> _GOAL OF THE EXERCISE_:
Continue the piece on point-and-click handouts for library instruction, picking up right after its final sentence.

Some of my least favorite teaching moments are those focused on mechanics: Click here; scroll there; point at this; type on that space. Jenica Ibarra, Reference & Instruction Librarian at St. Petersburg College-Clearwater Campus uses Canva to get around the mechanical aspects of library instruction to focus on more substantive teaching:
When teaching library instructions (particularly for first-year students), I like to provide a handout that outlines the ‘point and click’ steps. When I first started teaching, I would spend so much time pausing and walking around the room to show students where I was clicking. A simple yet attractive handout makes students less anxious about missing clicks, and more attentive to my lesson. I can spend my limited time teaching concepts and skills (and cracking corny jokes).

> _SOURCE EXCERPT_:
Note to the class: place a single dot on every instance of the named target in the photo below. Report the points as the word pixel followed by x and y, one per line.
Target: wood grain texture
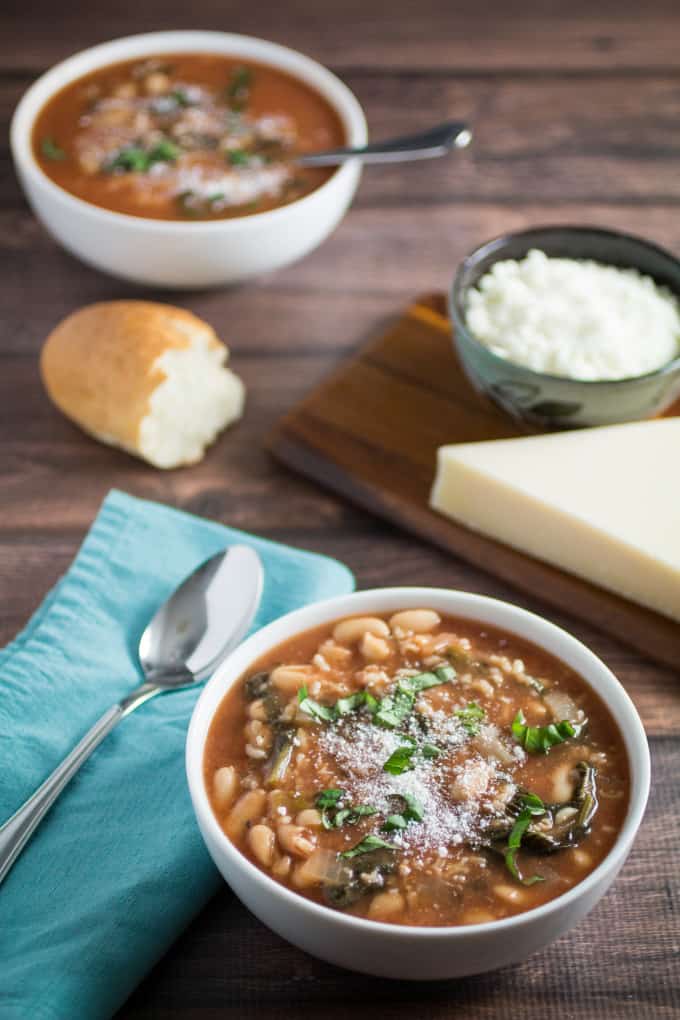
pixel 576 109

> _EXPECTED ANSWER_:
It’s a great idea as a handout, but I could also see printing these steps out business-card-style and keeping a stash at the circulation and reference desk for patrons to grab as needed.
This instructional handout is available on the Librarian Design Share Google Drive, or you can email Jenica for more information.
March 7, 2016 at 4:10 pm
I so agree! This is great.
May 10, 2016 at 2:44 pm
Well, I got inspired with this one. I adapted this for Merced College access to Opposing Viewpoints, and then I went crazy and made a duplicate in another color scheme for LexisNexis. And maybe one on eBook access, too! LOL!
May 23, 2016 at 10:20 am
Awesome! We’d love to see them!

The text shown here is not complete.